ARBEITSANWEISUNG — Gib das Interview zum Abmahnwesen zwischen „Sind die meisten“ und „Auseinandersetzung beantwortet werden.“, beides eingeschlossen, erneut wieder. Benenne dabei „Gerichte“ überall in „Richter“ um.

ZITIERTE PASSAGE —
Rechtsanwalt Sebastian Deubelli zum Abmahnwesen

"Kleine und neue Webshops sind häufig in Gefahr"

16.03.2016
Von Christian Töpfer

Beendigungen, Kosten, Empfehlungen

Sind die meisten Abmahnungen aus rechtlicher Sicht überhaupt berechtigt?
Deubelli: Die meisten Abmahnungen, die ich bisher gesehen habe, sind zumindest rechtlich vertretbar. Was aber berechtigt oder nicht berechtigt ist, hängt stets von der Auffassung der Gerichte ab, da es meistens keine starren Vorschriften zur Bemessung gibt. Die Gerichte entscheiden im Einzelfall und im Rahmen der richterlichen Unabhängigkeit weitgehend frei. Deshalb kann die Frage nach dem exakten Umfang der Berechtigung einer Abmahnung häufig erst nach dem beschwerlichen Weg einer gerichtlichen Auseinandersetzung beantwortet werden.

DATENAUSZUG —
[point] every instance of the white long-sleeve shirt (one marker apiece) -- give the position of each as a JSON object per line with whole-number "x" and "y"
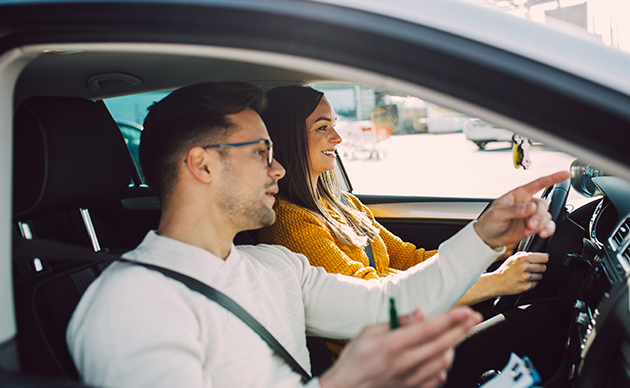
{"x": 135, "y": 327}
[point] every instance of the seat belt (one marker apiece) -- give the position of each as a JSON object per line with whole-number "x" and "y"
{"x": 368, "y": 248}
{"x": 52, "y": 250}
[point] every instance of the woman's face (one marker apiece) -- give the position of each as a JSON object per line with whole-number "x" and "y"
{"x": 322, "y": 138}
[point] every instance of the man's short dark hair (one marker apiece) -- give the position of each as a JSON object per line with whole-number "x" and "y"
{"x": 185, "y": 118}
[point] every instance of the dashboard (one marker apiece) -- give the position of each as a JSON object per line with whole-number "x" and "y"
{"x": 599, "y": 337}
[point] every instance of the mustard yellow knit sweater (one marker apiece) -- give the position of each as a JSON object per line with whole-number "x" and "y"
{"x": 302, "y": 231}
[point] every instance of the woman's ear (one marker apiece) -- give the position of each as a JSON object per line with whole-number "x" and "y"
{"x": 198, "y": 164}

ÜBUNGSERGEBNIS —
Sind die meisten Abmahnungen aus rechtlicher Sicht überhaupt berechtigt?
Deubelli: Die meisten Abmahnungen, die ich bisher gesehen habe, sind zumindest rechtlich vertretbar. Was aber berechtigt oder nicht berechtigt ist, hängt stets von der Auffassung der Richter ab, da es meistens keine starren Vorschriften zur Bemessung gibt. Die Richter entscheiden im Einzelfall und im Rahmen der richterlichen Unabhängigkeit weitgehend frei. Deshalb kann die Frage nach dem exakten Umfang der Berechtigung einer Abmahnung häufig erst nach dem beschwerlichen Weg einer gerichtlichen Auseinandersetzung beantwortet werden.